■ **Exercise description**
Copy the rows below with every "seagull" changed to "gull" and nothing else altered.

■ **Material provided**
------------------------------------

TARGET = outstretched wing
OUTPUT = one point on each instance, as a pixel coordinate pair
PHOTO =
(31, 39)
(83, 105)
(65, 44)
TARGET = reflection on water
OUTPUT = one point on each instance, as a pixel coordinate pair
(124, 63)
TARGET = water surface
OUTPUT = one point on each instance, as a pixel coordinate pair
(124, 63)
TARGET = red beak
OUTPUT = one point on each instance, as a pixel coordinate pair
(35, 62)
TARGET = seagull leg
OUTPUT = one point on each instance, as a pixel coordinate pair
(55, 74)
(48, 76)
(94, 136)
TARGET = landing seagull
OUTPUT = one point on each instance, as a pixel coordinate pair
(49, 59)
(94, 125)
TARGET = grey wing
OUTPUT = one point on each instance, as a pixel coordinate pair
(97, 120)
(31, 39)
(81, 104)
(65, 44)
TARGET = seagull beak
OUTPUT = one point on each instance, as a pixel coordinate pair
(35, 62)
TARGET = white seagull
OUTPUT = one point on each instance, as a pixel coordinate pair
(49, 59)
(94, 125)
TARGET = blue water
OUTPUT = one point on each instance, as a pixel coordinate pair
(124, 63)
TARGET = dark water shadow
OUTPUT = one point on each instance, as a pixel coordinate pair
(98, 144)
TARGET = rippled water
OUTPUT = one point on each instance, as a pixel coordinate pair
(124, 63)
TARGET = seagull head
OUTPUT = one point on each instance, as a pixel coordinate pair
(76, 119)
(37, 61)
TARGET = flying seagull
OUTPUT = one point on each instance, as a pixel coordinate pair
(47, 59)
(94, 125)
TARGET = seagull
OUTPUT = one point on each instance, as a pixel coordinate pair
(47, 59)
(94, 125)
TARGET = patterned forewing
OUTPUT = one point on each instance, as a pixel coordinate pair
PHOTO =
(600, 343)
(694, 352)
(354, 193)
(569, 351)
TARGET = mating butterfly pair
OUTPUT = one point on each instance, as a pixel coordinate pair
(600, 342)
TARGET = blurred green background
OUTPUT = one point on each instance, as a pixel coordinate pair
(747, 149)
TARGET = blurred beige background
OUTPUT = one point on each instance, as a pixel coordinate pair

------------------------------------

■ **The response**
TARGET = outstretched wing
OUTPUT = one point on each instance, as a pixel coordinate pair
PHOTO =
(31, 39)
(83, 105)
(65, 44)
TARGET = reflection on water
OUTPUT = one point on each instance, as a pixel coordinate pair
(124, 63)
TARGET = water surface
OUTPUT = one point on each instance, as a pixel coordinate pair
(124, 63)
TARGET = red beak
OUTPUT = one point on each instance, as a pixel coordinate pair
(35, 62)
TARGET = gull leg
OUTPUT = one point on each instance, as a pixel coordinate pair
(55, 74)
(48, 76)
(94, 136)
TARGET = landing gull
OUTPUT = one point on each instance, as a pixel coordinate pair
(49, 59)
(94, 125)
TARGET = grey wing
OUTPUT = one point on each instance, as a pixel coordinate pair
(97, 120)
(31, 39)
(81, 104)
(65, 44)
TARGET = gull beak
OUTPUT = one point on each instance, as a pixel coordinate pair
(35, 62)
TARGET = white gull
OUTPUT = one point on each instance, as a pixel coordinate pair
(49, 59)
(94, 125)
TARGET = blue water
OUTPUT = one point on each instance, as a pixel coordinate pair
(124, 63)
TARGET = dark water shadow
OUTPUT = one point on each instance, as a pixel coordinate pair
(98, 144)
TARGET = rippled water
OUTPUT = one point on each instance, as a pixel coordinate pair
(124, 63)
TARGET = gull head
OUTPUT = one point on each instance, as a pixel coordinate pair
(76, 119)
(37, 61)
TARGET = flying gull
OUTPUT = one point on each instance, as a pixel coordinate pair
(47, 59)
(94, 125)
TARGET = gull
OUTPUT = one point on each instance, as a pixel coordinate pair
(47, 59)
(94, 125)
TARGET = patterned forewing
OUTPUT = one point on each instance, as a pixel coordinate pair
PHOTO =
(600, 343)
(694, 352)
(354, 193)
(569, 351)
TARGET = mating butterfly pair
OUTPUT = one point on each instance, as a pixel coordinate pair
(600, 342)
TARGET = blurred green background
OUTPUT = one point on each instance, as a pixel coordinate pair
(747, 149)
TARGET = blurred beige background
OUTPUT = one point on each instance, as a pixel coordinate pair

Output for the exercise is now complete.